Exercise brief →
Reproduce the listing below from the line with "Exercise. Tag the teak" up to and including the line with "x=343, y=250", swapping "teak wood surface" for "oak wood surface" and leaving everything else unchanged.

Source material →
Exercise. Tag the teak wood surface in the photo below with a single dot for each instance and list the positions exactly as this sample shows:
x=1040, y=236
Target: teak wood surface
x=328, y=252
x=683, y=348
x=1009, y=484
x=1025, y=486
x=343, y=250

--

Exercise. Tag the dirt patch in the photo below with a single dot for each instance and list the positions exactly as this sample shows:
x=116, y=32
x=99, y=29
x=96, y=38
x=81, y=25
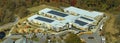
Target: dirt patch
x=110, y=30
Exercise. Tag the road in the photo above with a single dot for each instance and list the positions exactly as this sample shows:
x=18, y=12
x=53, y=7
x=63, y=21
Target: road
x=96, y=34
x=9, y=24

Complete output →
Exercise. Tag the oak wood surface in the photo below with a single dot for each instance and list the positions exactly as this sample shows:
x=1040, y=236
Target: oak wood surface
x=328, y=252
x=683, y=348
x=1009, y=484
x=1025, y=486
x=343, y=250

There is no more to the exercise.